**SELECTION:**

The area in which Tulliola mausoleum is set, takes its name from “Acerbara“ referring to the girl herself( « acerbam » because she died at a young age and « ara » to point out the real place where she actually died ).

On the peak of Acerbara’s hill, there are also traces of constructions of the republican roman period. Beyond the good workmanship and thick walls there is an enormous side pillar of an entrance made of calcareous stone with anchoring holes for the door. It is about two meters long, with the sides of about fifty cm.

Many thick pieces in earthware have been found: one in particular, in a triangular form, was used to build columns to be covered with plaster. Other pieces in earthware covered with « cocciopesto »(paste of earthware) and another one of a great dimension, visibly curved and thick which belonged to a « dolium ».

The wall’s ruins could refer to a watercourse, currently tumbledown and covered with dirt and scrubs. It would therefore be the water sources on the Acerbara », mentioned in many ancients text. Some parts of the collapsed walls are in fact referred to lofts built with barrels used to collect rain water. It’s still uncertain how it was possible to build such constructions in a so arduous place and with a difficult access.




Originally it was like this.

It is a site that I had the chance to visit many times and I’ve always wondered how it was originally.

(Records excerpted from a collection)

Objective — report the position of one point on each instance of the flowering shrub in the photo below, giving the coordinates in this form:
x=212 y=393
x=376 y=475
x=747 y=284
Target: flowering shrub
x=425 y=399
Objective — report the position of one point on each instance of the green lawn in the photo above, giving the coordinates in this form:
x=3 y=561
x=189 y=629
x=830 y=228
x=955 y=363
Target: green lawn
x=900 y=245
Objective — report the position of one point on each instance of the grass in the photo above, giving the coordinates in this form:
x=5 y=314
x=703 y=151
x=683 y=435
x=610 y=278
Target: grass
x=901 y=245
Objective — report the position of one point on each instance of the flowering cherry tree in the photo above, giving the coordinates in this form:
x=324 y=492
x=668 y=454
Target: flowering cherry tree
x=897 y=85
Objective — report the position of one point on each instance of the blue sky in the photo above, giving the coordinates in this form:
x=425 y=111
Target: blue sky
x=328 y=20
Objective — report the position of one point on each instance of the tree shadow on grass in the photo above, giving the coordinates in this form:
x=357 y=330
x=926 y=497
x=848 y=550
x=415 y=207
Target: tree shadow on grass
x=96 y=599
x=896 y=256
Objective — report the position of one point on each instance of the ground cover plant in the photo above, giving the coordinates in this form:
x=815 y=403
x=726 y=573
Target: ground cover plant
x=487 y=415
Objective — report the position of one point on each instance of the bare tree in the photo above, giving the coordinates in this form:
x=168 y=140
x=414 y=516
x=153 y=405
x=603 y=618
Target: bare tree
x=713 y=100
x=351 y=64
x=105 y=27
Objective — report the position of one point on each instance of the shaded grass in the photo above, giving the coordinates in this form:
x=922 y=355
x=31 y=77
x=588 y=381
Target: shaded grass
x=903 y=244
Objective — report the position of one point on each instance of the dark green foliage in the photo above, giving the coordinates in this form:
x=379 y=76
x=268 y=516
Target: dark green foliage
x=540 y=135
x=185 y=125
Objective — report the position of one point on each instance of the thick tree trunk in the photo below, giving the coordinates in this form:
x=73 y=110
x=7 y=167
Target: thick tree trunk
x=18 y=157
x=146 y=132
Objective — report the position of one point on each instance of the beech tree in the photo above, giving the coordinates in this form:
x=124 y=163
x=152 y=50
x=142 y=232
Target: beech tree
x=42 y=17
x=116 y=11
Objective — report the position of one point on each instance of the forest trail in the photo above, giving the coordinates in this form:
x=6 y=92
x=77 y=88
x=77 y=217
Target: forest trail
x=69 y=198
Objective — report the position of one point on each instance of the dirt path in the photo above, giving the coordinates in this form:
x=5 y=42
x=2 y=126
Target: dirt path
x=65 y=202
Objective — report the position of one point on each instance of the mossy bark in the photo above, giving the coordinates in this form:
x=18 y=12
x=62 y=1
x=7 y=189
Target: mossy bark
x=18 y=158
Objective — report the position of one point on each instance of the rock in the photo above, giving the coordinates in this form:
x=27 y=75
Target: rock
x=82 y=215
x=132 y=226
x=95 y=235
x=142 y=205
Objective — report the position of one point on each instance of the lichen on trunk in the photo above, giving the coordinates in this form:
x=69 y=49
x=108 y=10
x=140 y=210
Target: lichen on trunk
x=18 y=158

**JOB:** Reproduce word for word the passage on the Acerbara site between "The area in" and "about fifty cm.", inclusive. None of the entries are needed.

**TASK OUTPUT:**
The area in which Tulliola mausoleum is set, takes its name from “Acerbara“ referring to the girl herself( « acerbam » because she died at a young age and « ara » to point out the real place where she actually died ).

On the peak of Acerbara’s hill, there are also traces of constructions of the republican roman period. Beyond the good workmanship and thick walls there is an enormous side pillar of an entrance made of calcareous stone with anchoring holes for the door. It is about two meters long, with the sides of about fifty cm.